─── TEXT EXCERPT
Trump’s second term has seen the government work relentlessly to undermine solar and wind power — which have become far cheaper and more reliable in recent years, leading to their widespread adoption outside the United States — and to promote fossil fuels while gutting the authority the Environmental Protection Agency uses to regulate carbon emissions. In a 2025 speech to the United Nations, Trump referred to climate change as a “con job.”
Moreno, who is a staunch ally of Trump, isn’t likely to see any action on his anti-Canada bill. It’s more a way for him to get attention complaining about the toxic air in his state, which his constituents are understandably unhappy about, without criticizing the president or lending any credibility to climate science.
“For decades, coal-burning power plants in Senator Moreno’s state of Ohio have been spewing dangerous smog, soot & toxic pollution into Ontario, Quebec, and eastern Canadian provinces,” said John Walke, senior attorney and director of the federal clean air program at the Natural Resources Defense Council. “One wonders if he is willing to accept reciprocal Canadian sanctions for that pollution to match his reckless messaging bill.”
Another Trump-aligned lawmaker, House Republican Conference chair Lisa McClain (Mich.), is taking the same tack as Moreno.
“Michiganders shouldn’t have to breathe Canada’s negligence,” McClain said Thursday on social media. “YEAR AFTER YEAR the smoke crosses the border while Canada does nothing. Stop exporting your smoke into our skies. Enough is enough!”
She joined a handful of GOP colleagues in a Wednesday letter to Carney, baselessly claiming Canada “has the tools” to prevent wildfires but “has chosen not to,” arguing Canadian governments have not sufficiently invested in forest thinning and prescribed burns, which can limit the potency of forest fires.
“If Canada will not manage its forests to prevent these fires, the United States will look elsewhere, and act on our own, to protect our people,” reads the letter.
Athan Manuel, director of the Sierra Club’s Lands Protection Program, said that with people like this in charge, it’s no wonder climate change continues to take its toll.
“It should surprise no one that MAGA Republicans are continuing to invent new and embarrassingly absurd ways to avoid addressing the climate crisis,” Manuel told HuffPost in a statement. “Rather than fulfilling their obligation to protect the American people, Bernie Moreno and MAGA Republicans are proposing unserious legislation to distract from their refusal to tackle the climate crisis fueling these wildfires.”
──────
= REQUIRED WORK =
(a) Quote the wildfire smoke article from "Trump’s second term" to "to climate science.".
(b) In the wildfire smoke article, what position does Lisa McClain hold?
The items after the wildfire smoke article are separate material with no connection to it.
─── DATASET EXCERPTS
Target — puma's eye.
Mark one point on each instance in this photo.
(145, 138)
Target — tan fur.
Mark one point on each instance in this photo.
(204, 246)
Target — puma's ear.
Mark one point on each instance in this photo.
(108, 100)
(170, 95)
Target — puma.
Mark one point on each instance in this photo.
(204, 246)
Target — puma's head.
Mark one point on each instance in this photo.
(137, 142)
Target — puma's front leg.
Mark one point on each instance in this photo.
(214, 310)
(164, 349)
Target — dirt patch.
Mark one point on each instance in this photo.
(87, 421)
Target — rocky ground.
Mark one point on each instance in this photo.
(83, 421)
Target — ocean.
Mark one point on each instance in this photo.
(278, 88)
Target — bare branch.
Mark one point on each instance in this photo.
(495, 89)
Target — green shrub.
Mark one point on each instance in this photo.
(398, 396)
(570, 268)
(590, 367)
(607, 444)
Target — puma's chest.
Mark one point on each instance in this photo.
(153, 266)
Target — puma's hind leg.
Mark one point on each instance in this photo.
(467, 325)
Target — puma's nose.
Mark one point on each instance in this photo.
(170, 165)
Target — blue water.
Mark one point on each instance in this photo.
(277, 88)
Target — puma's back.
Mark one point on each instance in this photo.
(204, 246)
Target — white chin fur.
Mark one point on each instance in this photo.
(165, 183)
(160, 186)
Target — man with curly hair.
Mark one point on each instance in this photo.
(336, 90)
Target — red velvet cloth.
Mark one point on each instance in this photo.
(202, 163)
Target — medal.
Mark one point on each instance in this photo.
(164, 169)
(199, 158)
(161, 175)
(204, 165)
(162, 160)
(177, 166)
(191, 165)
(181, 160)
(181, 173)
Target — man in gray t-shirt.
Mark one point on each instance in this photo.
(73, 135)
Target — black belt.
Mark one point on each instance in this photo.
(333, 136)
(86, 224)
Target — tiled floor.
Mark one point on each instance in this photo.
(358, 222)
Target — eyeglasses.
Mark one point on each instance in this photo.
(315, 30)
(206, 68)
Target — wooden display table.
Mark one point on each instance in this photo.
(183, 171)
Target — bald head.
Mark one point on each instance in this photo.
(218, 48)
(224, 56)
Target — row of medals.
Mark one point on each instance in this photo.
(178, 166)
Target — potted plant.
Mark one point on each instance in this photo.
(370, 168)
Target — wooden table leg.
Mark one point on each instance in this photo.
──────
= TASK RESPONSES =
(a)
Trump’s second term has seen the government work relentlessly to undermine solar and wind power — which have become far cheaper and more reliable in recent years, leading to their widespread adoption outside the United States — and to promote fossil fuels while gutting the authority the Environmental Protection Agency uses to regulate carbon emissions. In a 2025 speech to the United Nations, Trump referred to climate change as a “con job.”
Moreno, who is a staunch ally of Trump, isn’t likely to see any action on his anti-Canada bill. It’s more a way for him to get attention complaining about the toxic air in his state, which his constituents are understandably unhappy about, without criticizing the president or lending any credibility to climate science.

(b) She is the House Republican Conference chair.